- _Selected excerpt_
::::::::::

From results of fitting the model to the birth population of each RC region, we examined variation across RCs in how strongly the covariates associate with births to mothers residing inside vs. outside Consensus and Potential Clusters. Study area analysis was conducted with R 2.4.0 (The R Foundation for Statistical Computing,

For all cases within each cluster, a match was done on each parent to count the number of full and half sibling cases within that cluster. Additionally, multiple births (cases from the same pregnancy) were noted within the sibling cases of each cluster. Relationships more distant than a shared parent could not be explored using our birth record data. Since our study cohort of five years of California births likely does not include all siblings of cases or even all case siblings, no statistical analysis of familial relationships was attempted.

::::::::::

- _Exercise description_
Copy the passage on birth clusters and sibling cases word for word, in full.

Dataset rows:
::::::::::

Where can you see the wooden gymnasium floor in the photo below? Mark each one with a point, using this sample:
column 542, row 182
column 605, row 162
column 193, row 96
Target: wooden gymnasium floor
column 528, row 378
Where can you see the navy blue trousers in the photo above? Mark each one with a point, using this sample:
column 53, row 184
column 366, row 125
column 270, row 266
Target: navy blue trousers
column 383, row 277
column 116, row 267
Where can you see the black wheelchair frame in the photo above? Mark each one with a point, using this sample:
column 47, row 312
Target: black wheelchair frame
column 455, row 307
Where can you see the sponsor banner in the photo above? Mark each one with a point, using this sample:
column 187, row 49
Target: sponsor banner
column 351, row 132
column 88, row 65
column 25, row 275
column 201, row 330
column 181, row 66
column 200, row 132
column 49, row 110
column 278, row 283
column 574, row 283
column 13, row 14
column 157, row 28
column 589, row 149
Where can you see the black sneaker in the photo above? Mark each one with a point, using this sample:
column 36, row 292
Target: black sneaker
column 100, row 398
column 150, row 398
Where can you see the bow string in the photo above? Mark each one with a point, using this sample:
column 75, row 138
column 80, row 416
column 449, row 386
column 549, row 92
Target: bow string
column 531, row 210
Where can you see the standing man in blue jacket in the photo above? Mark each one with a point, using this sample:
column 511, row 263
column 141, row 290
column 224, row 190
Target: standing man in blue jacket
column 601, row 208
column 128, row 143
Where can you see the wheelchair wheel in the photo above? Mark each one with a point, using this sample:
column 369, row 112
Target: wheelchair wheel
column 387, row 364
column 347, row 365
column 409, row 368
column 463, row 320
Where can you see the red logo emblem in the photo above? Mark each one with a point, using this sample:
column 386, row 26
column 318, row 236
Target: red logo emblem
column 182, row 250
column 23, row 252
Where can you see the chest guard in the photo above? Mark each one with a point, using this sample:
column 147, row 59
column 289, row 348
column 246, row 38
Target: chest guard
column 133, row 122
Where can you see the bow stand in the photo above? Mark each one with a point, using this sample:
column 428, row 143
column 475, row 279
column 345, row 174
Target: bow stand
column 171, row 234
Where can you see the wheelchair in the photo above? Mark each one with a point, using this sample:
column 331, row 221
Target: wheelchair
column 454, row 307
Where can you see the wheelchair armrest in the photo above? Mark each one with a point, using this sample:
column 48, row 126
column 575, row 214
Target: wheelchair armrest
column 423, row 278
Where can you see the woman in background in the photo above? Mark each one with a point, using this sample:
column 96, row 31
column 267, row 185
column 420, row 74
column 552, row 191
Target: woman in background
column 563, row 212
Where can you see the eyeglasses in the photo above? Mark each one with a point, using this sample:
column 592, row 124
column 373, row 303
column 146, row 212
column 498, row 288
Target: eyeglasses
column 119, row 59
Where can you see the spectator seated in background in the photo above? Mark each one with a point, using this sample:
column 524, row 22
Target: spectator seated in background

::::::::::

- _Task answer_
From results of fitting the model to the birth population of each RC region, we examined variation across RCs in how strongly the covariates associate with births to mothers residing inside vs. outside Consensus and Potential Clusters. Study area analysis was conducted with R 2.4.0 (The R Foundation for Statistical Computing,

For all cases within each cluster, a match was done on each parent to count the number of full and half sibling cases within that cluster. Additionally, multiple births (cases from the same pregnancy) were noted within the sibling cases of each cluster. Relationships more distant than a shared parent could not be explored using our birth record data. Since our study cohort of five years of California births likely does not include all siblings of cases or even all case siblings, no statistical analysis of familial relationships was attempted.